例えば、男性ホルモンは性欲だけでなく、意欲をうながすホルモンであることがわかったのも、そのひとつです。
男性はだいたい40代くらいから男性ホルモンが目立って減りはじめます。
そうなるとだんだん意欲も減ってきます。
「もうこれくらいでいいや」「出世なんかしなくていいや」とか、「ガツガツなんてもう嫌だ」などと思いはじめる。
それも悪いことではないのですが、意欲がなくなると、「どうせ年なんだから老けてもしかたがない」とか「うまく歩けなくなった」みたいなことになりかねないので、さすがにこれはマズイです。
年をとって男性ホルモンが減ってきた男性がよく言うのは、「新入社員でかわいい女の子が入ってきても、最近は全然興味がもてないんだ」とか「キャバクラとかに行って、女の子をくどくのが面倒くさくなった」といった性的意欲の減退が感じられる言葉です。
実際、定年退職後、キャバクラにはいっさい行かなくなるとか、女性にまったく関心がなくなる人が少なくありません。

* * *

* _課題 1_
男性ホルモンの文章で、意欲がなくなることが「さすがにこれはマズイ」とされている理由を1〜3文で説明してください。
* _課題 2_
男性ホルモンの文章のうち、「そうなるとだんだん意欲も減ってきます。」を含む語句で始まり「かねないので、さすがにこれはマズイです。」で終わる部分を、一字一句変えずに書き写してください。
* _課題 3_
男性ホルモンの文章の続きを、最後の文のあとから書き進めてください。
リストは男性ホルモンの文章とは別の資料です。

* * *

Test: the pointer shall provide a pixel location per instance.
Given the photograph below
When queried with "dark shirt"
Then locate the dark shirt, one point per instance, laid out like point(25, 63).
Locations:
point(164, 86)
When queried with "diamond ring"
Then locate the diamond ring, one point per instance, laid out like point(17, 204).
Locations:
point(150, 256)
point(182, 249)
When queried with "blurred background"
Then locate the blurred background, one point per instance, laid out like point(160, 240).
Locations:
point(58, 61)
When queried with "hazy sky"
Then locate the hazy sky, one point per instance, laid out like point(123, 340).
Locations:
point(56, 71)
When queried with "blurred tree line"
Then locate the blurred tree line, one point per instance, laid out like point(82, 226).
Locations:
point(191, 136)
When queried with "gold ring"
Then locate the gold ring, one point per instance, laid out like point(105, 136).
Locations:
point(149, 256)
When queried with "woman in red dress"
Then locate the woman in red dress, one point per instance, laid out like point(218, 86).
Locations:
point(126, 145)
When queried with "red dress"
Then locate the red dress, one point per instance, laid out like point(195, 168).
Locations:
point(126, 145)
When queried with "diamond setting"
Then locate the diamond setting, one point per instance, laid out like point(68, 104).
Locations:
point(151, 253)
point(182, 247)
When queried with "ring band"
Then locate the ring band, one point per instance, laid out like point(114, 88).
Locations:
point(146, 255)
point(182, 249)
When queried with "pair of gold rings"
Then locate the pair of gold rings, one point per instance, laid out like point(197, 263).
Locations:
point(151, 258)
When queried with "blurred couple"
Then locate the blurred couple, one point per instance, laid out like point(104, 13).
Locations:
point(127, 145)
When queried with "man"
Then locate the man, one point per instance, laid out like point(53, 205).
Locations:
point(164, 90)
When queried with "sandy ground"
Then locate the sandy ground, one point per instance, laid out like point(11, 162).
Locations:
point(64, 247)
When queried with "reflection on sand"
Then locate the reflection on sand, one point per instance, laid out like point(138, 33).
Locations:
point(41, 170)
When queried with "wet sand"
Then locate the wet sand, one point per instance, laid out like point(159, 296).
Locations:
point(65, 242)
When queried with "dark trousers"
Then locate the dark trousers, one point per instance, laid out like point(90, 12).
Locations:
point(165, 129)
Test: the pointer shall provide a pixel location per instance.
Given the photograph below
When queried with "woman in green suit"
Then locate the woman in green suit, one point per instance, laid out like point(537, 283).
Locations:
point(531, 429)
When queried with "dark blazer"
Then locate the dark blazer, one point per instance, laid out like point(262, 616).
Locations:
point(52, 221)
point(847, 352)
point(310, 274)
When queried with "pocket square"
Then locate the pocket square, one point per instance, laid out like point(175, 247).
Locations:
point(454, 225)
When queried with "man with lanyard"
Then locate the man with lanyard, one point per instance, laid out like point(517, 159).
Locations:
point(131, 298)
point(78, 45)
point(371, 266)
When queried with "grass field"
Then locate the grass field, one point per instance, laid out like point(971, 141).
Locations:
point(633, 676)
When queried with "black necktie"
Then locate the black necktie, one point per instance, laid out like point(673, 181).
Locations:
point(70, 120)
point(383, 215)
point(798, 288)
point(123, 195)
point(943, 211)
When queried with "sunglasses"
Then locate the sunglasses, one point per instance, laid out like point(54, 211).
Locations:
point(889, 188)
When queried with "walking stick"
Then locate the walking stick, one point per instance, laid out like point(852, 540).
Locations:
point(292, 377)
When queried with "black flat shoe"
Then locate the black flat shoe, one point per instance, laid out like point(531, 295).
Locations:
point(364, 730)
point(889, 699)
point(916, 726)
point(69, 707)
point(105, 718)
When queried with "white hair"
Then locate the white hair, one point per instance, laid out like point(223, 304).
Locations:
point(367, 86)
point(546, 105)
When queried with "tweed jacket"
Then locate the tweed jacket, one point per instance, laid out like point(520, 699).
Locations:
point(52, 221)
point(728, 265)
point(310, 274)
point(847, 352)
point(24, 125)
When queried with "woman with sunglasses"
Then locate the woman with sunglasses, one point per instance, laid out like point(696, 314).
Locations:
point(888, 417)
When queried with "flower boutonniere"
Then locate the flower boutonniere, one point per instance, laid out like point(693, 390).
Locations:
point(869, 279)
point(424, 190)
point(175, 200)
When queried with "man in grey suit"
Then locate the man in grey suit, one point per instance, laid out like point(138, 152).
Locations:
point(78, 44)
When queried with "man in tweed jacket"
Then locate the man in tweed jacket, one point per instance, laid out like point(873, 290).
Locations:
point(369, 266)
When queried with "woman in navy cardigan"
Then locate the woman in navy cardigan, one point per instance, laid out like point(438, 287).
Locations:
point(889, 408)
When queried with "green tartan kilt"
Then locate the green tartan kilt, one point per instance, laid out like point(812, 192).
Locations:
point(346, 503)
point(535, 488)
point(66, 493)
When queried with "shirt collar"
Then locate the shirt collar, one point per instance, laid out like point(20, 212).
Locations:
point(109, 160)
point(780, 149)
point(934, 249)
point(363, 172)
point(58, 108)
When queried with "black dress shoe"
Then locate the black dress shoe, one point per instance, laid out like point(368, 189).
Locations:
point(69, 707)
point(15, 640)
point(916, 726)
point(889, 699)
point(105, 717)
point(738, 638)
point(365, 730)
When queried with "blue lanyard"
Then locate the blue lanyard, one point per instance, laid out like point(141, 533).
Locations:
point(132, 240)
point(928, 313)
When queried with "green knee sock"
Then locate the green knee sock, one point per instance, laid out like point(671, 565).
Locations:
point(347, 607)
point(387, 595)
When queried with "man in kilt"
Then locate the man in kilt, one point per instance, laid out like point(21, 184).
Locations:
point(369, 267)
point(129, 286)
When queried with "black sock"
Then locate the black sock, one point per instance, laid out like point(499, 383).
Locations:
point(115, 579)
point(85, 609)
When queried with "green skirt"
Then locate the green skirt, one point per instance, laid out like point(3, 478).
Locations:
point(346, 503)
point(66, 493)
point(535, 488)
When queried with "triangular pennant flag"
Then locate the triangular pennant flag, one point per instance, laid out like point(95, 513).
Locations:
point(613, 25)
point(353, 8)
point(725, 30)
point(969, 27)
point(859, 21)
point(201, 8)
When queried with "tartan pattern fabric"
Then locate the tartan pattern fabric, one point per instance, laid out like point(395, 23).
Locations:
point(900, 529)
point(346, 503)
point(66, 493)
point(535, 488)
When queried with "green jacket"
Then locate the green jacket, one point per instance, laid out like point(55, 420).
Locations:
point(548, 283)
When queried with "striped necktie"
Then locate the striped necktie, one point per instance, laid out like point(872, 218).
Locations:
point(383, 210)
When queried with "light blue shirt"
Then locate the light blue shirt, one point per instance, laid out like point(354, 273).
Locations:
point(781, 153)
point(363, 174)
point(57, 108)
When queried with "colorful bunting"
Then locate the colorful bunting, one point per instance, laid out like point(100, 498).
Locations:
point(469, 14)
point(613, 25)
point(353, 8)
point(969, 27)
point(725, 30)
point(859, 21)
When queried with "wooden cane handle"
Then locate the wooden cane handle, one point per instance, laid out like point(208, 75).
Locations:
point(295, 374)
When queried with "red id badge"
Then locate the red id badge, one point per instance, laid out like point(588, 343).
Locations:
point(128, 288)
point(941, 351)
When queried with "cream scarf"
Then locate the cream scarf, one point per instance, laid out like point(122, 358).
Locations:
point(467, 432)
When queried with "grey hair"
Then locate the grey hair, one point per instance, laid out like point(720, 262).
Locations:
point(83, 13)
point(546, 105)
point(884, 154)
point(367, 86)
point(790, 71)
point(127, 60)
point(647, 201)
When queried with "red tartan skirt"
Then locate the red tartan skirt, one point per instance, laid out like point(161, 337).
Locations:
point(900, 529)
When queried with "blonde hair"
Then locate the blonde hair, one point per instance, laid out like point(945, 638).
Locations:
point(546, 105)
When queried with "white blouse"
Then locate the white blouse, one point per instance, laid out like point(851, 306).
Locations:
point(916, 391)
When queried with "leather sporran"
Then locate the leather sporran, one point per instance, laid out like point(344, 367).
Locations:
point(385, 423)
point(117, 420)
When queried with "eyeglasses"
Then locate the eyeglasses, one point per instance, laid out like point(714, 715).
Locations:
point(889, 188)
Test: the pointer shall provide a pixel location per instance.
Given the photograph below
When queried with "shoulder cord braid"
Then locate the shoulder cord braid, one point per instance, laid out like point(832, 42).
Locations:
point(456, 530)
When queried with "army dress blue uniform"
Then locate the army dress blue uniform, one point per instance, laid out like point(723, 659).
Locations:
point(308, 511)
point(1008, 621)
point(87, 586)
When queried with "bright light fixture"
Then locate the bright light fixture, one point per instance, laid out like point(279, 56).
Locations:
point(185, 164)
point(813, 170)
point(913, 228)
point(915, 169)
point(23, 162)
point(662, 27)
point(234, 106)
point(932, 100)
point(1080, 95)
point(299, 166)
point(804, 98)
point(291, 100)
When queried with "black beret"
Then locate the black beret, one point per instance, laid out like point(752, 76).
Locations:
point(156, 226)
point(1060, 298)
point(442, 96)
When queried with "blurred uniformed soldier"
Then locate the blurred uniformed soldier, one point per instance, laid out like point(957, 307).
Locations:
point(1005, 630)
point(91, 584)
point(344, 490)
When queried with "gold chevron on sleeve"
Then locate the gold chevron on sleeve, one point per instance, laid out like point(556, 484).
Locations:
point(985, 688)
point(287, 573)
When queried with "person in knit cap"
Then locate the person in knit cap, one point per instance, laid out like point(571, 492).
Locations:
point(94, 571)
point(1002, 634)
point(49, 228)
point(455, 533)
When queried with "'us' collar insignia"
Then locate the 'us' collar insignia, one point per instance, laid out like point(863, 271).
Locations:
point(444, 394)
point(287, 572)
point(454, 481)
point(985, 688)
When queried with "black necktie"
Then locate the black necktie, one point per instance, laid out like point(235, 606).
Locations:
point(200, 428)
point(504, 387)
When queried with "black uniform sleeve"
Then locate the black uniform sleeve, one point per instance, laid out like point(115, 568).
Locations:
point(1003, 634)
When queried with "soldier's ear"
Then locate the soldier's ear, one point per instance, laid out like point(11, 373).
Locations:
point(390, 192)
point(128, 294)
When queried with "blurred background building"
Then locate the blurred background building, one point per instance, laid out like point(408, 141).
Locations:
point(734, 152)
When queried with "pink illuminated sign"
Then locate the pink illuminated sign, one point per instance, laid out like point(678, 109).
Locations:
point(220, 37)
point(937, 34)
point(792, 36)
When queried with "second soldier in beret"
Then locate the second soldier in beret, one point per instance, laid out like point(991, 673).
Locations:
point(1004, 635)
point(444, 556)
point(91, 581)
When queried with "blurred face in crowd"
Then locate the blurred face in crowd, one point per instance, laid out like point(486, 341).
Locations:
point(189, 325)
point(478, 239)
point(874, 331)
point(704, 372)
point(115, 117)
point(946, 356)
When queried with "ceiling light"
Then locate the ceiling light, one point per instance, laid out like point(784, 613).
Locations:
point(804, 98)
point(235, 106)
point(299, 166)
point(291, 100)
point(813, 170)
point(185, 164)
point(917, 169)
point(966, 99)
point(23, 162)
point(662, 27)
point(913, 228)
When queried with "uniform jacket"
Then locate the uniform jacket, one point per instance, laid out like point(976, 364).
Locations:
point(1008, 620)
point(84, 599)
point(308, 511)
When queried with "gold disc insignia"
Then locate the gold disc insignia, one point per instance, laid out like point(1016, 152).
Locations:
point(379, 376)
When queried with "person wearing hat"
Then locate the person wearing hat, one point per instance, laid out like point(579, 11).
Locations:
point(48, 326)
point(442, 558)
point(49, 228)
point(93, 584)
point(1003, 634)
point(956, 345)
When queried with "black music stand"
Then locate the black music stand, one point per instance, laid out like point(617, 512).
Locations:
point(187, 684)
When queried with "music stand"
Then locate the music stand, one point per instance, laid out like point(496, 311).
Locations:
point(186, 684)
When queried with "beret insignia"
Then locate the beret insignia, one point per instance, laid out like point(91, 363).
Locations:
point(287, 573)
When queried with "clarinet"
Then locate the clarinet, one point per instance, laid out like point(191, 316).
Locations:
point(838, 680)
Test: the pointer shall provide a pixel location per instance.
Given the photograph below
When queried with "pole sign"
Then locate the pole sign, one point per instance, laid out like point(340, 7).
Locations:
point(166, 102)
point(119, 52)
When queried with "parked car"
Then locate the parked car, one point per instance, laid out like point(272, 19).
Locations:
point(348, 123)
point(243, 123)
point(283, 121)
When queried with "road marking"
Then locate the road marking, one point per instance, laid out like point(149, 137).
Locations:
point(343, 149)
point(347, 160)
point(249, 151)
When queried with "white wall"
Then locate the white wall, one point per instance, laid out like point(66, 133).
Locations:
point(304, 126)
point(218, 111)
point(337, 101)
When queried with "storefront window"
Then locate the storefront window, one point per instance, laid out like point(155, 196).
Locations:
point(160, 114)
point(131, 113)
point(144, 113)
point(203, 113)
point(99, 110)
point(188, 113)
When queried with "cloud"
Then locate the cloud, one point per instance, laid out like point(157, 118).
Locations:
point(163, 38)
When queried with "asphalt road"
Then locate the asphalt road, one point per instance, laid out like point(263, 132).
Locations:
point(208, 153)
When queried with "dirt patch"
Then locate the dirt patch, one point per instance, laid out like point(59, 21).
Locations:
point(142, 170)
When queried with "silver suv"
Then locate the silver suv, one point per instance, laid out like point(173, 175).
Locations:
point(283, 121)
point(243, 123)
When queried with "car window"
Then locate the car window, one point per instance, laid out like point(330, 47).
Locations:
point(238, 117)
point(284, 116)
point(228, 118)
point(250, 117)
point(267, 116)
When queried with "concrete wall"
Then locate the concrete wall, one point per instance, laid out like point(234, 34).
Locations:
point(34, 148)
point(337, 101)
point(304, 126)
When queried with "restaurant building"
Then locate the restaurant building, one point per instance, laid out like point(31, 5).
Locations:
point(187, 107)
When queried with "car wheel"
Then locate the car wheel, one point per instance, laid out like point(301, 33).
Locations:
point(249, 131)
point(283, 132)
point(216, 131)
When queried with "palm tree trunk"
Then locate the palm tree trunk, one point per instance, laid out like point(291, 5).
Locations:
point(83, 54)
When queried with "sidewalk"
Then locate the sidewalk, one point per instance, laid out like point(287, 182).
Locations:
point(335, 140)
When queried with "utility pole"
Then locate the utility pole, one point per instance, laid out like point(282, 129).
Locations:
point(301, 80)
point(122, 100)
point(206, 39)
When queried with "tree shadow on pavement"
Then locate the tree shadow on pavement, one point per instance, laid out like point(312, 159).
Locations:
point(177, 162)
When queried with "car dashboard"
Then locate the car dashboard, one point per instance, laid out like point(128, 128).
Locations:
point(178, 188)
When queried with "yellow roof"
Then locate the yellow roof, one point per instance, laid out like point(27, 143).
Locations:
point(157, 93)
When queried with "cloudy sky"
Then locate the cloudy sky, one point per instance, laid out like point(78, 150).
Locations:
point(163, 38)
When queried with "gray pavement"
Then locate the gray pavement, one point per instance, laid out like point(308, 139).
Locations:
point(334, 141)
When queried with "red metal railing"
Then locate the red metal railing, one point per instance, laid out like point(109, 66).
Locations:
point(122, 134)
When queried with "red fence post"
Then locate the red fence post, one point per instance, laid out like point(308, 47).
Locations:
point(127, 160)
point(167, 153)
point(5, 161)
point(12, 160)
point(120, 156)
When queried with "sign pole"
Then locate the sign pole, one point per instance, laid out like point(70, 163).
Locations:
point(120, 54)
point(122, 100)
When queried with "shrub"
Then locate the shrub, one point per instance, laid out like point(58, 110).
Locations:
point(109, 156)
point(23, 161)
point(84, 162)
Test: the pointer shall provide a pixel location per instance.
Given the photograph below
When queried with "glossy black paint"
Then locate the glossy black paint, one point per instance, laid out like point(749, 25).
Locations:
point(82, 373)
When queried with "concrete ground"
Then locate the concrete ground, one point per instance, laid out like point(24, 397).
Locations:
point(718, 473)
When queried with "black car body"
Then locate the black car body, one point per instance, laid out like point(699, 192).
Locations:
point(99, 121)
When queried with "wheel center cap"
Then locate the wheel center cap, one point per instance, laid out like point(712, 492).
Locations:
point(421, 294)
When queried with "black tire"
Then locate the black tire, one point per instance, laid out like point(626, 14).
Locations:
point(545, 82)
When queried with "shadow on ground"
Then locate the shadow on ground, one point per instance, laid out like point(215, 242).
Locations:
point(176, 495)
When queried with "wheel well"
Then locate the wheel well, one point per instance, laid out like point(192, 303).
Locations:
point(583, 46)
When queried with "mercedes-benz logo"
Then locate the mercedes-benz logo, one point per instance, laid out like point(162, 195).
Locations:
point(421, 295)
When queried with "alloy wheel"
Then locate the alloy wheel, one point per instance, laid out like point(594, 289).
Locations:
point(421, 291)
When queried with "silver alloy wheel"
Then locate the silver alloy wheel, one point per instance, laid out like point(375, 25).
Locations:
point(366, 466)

* * *

* _解答例 1_
意欲がなくなると、「どうせ年なんだから老けてもしかたがない」と考えたり、「うまく歩けなくなった」といった状態になったりしかねないからです。

* _解答例 2_
そうなるとだんだん意欲も減ってきます。
「もうこれくらいでいいや」「出世なんかしなくていいや」とか、「ガツガツなんてもう嫌だ」などと思いはじめる。
それも悪いことではないのですが、意欲がなくなると、「どうせ年なんだから老けてもしかたがない」とか「うまく歩けなくなった」みたいなことになりかねないので、さすがにこれはマズイです。

* _解答例 3_
家族の平和のためにはそれもいいかもしれませんが、男としてちょっと淋しいのではないでしょうか。
心配なのは、男性ホルモンが少なくなっていけばいくだけヨボヨボになってくことです。
そうならないためにも高齢になるにつれて男性ホルモンを増やしたほうがいいのですが、日本の医療の政策そのものが、男性ホルモン不足のことには関心がないのです。
例えば、先ほども言ったように、「年をとったら肉を食べるな」とか、「コレステロール値を下げろ」などといって、男性ホルモンを増やすどころか、人をヨボヨボにさせるようなことばかり言っているのです。
男性ホルモンの重要性を知らないからかもしれませんが、意識の高い欧米との認識の差を感じさせられます。